------ Dataset content ------

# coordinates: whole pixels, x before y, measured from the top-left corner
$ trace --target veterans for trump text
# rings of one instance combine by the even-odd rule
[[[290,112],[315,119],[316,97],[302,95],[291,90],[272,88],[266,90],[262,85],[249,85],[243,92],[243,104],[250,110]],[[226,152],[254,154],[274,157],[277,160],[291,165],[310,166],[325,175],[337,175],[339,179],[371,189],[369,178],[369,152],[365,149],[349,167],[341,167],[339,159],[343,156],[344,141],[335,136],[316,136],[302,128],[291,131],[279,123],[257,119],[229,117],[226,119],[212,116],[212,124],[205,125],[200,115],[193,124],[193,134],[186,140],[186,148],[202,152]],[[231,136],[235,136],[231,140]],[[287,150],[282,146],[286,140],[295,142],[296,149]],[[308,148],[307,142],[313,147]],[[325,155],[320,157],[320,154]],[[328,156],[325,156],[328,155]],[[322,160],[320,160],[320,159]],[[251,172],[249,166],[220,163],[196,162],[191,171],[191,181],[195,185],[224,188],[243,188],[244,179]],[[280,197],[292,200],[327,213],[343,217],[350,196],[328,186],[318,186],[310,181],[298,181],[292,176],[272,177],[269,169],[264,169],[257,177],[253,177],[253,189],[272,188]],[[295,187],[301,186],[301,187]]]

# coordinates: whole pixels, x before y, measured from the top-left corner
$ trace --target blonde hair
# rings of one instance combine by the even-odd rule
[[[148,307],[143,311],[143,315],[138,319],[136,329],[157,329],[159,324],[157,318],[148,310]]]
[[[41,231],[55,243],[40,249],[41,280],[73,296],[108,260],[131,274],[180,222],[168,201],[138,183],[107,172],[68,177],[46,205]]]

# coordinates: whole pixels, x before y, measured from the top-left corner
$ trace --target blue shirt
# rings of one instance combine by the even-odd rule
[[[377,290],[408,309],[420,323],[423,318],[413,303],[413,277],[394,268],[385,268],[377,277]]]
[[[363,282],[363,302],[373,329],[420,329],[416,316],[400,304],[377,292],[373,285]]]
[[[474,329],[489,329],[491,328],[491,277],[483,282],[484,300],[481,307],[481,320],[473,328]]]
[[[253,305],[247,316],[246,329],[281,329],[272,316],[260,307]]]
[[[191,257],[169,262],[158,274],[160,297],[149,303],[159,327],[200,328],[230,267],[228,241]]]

------

Show every line of the records that contains the string "target".

$ trace --target veterans for trump text
$ trace --target blonde hair
$ trace --target blue shirt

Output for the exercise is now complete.